→ **AUFGABE 1**:
Welche Zeilen der Einträge enthalten die Zeichenfolge „chrome“? Gib jede davon zurück.

── TEXTAUSZUG ──

Aussprache deutscher Namen

in Auskunftssystemen

 

 

Andreas Mengel

Technische Universität Berlin, Institut für Fernmeldetechnik, Einsteinufer 25, 10587 Berlin, Tel.: ++49-30-314-24578, Fax: ++49-30-314-22514

E-mail: mengel@ftsu00.ee.tu-berlin.de

 

Zusammenfassung. Der vorliegende Artikel beschäftigt sich mit der Aussprache deutscher Namen in Auskunftssystemen. Auf der Grundlage statistischer Daten wird erstens für die Erstellung eines Lexikons und gegen die alleinige Verwendung eines Regelsystems argumentiert. Zweitens wird die Wichtigkeit der Berücksichtigung der Auftretensfrequenzen der Namenseinträge für die Reihenfolge der zu transkribierenden Namen und ihre Qualität hervorgehoben.

 

Abstract. The following article deals with the pronunciation of German names in information systems. On the basis of statistical data it is argued in favour of setting up a lexicon and against the use of a rule based system only. Stress is put on the importance of considering the frequencies of the name entries for the purpose of the procedure and the quality of transcription.

───

→ **AUFGABE 2**:
Beantworte anhand des Artikels zur Aussprache deutscher Namen:
(a) Welches Institut ist unter dem Namen Andreas Mengel angegeben?
(b) Wofür und wogegen wird auf der Grundlage statistischer Daten argumentiert?
(c) Wessen Berücksichtigung wird laut Zusammenfassung als wichtig hervorgehoben?

── EINTRÄGE ──

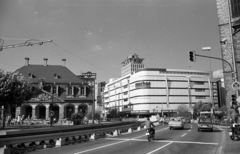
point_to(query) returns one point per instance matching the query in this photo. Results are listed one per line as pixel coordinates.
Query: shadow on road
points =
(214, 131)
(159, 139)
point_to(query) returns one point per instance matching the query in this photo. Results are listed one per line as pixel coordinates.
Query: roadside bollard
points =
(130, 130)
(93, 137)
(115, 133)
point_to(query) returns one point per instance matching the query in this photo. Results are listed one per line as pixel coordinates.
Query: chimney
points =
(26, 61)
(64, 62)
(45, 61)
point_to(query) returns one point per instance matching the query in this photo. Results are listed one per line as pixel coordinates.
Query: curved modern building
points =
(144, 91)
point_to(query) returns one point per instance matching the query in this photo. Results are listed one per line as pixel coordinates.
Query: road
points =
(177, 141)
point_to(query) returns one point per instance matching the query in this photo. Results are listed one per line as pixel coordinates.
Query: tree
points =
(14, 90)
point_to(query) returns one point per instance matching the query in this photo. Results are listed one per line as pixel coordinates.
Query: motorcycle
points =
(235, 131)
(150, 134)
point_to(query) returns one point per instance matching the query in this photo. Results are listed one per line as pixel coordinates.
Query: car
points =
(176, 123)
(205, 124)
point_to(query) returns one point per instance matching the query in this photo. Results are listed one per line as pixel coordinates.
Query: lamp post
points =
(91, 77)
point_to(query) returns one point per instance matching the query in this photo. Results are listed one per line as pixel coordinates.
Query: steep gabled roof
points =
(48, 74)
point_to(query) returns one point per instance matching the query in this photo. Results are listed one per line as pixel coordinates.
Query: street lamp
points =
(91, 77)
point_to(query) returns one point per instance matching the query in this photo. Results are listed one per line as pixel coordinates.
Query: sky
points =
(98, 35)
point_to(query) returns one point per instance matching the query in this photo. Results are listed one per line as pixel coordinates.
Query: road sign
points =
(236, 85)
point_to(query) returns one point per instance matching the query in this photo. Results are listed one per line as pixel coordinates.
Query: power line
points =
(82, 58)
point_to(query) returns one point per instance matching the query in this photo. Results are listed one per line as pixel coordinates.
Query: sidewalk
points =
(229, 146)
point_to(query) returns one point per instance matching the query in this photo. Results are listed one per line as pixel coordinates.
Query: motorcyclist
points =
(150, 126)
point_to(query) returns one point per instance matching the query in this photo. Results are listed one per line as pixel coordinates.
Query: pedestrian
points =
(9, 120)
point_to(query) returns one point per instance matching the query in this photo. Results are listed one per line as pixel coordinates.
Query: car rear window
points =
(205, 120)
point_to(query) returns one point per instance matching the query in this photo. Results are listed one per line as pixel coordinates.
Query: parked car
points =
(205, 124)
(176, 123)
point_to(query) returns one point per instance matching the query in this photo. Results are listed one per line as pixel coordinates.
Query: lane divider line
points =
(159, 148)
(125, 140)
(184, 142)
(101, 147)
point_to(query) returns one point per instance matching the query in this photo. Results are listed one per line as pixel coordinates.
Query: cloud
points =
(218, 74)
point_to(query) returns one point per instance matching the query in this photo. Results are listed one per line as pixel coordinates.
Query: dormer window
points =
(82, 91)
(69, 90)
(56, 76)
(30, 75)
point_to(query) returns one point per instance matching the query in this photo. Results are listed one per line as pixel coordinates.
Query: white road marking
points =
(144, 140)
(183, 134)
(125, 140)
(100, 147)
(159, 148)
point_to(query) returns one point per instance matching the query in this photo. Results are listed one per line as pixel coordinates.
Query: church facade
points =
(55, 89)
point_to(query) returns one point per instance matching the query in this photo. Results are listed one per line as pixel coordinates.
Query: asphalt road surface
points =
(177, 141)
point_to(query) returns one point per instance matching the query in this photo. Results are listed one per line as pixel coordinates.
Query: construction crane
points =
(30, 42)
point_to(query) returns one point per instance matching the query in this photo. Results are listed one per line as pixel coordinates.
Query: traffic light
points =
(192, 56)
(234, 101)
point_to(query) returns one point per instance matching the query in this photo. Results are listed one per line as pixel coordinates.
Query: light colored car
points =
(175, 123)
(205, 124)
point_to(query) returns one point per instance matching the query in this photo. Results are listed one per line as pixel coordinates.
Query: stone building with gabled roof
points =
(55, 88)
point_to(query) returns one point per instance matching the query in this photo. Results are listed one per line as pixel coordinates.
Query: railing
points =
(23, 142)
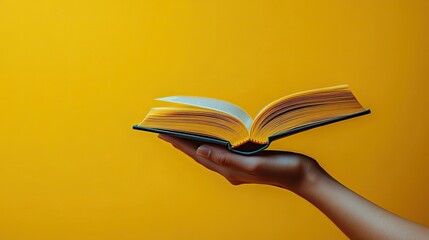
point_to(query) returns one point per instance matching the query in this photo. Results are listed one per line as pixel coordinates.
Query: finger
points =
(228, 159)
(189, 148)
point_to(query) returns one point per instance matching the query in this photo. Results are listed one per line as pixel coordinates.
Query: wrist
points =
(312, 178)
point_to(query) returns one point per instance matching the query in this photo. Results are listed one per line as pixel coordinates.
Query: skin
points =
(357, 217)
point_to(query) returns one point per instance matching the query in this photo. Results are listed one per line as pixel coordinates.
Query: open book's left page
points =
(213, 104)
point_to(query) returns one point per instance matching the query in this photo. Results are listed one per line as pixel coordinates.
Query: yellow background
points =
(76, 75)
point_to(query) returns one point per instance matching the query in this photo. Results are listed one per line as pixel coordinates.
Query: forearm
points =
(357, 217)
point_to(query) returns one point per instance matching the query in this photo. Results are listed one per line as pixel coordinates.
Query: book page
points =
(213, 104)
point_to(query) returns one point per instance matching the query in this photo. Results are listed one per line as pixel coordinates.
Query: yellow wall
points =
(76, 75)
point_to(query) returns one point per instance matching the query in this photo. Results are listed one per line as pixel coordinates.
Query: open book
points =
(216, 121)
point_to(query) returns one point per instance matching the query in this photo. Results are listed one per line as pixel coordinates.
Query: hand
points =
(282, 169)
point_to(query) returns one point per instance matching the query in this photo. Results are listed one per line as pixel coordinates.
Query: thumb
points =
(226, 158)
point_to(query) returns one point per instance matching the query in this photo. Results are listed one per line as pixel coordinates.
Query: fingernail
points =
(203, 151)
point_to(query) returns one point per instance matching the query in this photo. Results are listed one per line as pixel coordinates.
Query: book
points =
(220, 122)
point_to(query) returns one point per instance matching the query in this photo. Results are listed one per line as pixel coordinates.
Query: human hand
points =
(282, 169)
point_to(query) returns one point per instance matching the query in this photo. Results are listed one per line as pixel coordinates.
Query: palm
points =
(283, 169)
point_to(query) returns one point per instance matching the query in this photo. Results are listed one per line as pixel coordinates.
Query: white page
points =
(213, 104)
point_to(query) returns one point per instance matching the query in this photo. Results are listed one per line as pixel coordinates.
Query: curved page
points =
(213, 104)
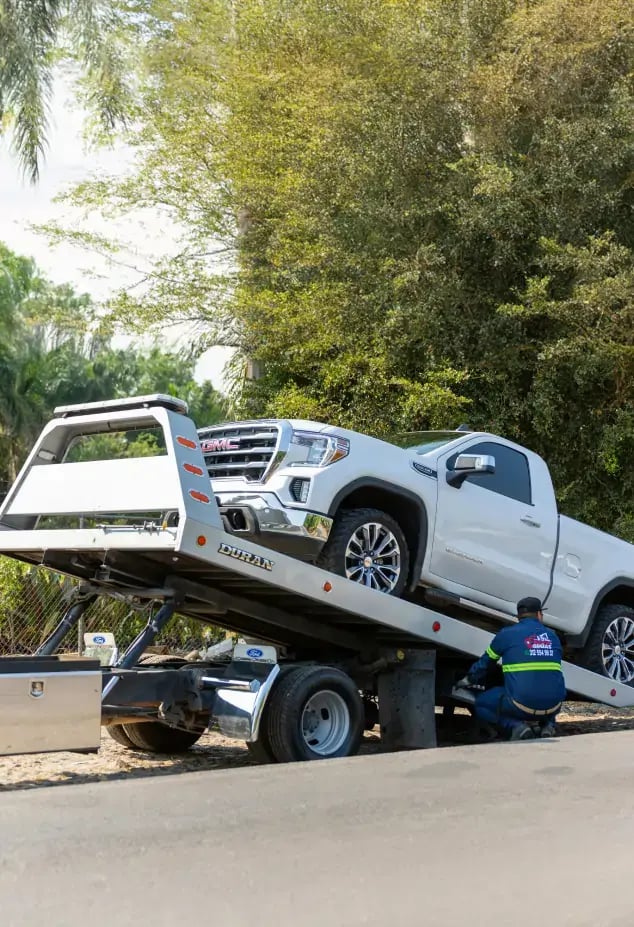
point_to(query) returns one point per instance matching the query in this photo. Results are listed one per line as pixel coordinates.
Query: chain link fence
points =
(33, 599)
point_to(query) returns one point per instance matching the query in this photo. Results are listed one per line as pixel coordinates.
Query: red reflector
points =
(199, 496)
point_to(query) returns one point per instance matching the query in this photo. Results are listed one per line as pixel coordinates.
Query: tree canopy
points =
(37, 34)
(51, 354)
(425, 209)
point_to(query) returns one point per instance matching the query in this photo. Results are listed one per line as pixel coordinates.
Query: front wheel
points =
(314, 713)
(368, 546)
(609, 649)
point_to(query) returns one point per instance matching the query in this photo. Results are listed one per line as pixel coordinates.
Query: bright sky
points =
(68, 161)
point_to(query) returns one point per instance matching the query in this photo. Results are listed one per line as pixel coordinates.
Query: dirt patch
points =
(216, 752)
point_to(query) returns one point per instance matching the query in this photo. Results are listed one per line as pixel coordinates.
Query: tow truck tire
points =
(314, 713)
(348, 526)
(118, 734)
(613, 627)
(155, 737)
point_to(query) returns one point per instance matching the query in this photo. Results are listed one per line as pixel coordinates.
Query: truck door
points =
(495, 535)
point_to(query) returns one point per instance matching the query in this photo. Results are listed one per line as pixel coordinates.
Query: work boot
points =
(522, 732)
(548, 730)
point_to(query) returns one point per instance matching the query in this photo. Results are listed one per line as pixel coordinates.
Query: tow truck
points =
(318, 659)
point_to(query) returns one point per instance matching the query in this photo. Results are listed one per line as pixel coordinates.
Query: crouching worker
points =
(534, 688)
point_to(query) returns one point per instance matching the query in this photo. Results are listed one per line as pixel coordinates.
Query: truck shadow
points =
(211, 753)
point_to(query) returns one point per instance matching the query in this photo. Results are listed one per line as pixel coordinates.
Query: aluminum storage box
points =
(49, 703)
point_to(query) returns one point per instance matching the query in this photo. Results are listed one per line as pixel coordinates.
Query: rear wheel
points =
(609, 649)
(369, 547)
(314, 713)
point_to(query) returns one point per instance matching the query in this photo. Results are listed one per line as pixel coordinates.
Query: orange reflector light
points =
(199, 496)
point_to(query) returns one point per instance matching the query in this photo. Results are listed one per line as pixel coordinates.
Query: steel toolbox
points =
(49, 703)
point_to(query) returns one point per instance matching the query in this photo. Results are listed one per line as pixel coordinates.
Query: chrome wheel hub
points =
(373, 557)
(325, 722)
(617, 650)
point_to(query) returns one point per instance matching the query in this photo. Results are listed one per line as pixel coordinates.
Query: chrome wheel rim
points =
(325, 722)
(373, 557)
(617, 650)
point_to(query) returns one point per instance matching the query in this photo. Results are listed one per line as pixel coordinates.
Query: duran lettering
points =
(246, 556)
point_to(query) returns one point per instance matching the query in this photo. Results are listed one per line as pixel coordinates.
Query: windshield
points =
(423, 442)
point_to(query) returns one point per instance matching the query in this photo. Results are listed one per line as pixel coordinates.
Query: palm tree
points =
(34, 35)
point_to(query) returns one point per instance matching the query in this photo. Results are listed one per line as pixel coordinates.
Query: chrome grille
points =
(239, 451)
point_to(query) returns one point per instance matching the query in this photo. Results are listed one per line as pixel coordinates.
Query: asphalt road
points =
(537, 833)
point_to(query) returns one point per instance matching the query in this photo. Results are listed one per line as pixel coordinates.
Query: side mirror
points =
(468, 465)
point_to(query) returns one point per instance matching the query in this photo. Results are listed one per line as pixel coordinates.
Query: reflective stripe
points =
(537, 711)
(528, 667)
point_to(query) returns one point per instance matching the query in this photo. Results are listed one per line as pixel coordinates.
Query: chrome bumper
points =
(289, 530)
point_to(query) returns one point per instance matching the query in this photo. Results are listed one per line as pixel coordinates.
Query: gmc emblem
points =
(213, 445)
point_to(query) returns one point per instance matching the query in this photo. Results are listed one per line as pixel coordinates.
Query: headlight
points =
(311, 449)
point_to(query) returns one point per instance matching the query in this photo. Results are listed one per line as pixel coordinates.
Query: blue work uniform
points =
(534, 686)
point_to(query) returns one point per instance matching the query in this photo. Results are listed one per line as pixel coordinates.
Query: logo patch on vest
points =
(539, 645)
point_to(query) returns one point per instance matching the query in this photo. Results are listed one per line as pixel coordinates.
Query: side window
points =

───

→ **RICHTIGE LÖSUNG 1**:
Query: chrome wheel hub
Query: chrome wheel rim
Query: chrome grille
Query: chrome bumper

→ **RICHTIGE LÖSUNG 2**:
(a) Das Institut für Fernmeldetechnik der Technischen Universität Berlin.
(b) Für die Erstellung eines Lexikons und gegen die alleinige Verwendung eines Regelsystems.
(c) Die der Auftretensfrequenzen der Namenseinträge, und zwar für die Reihenfolge der zu transkribierenden Namen und ihre Qualität.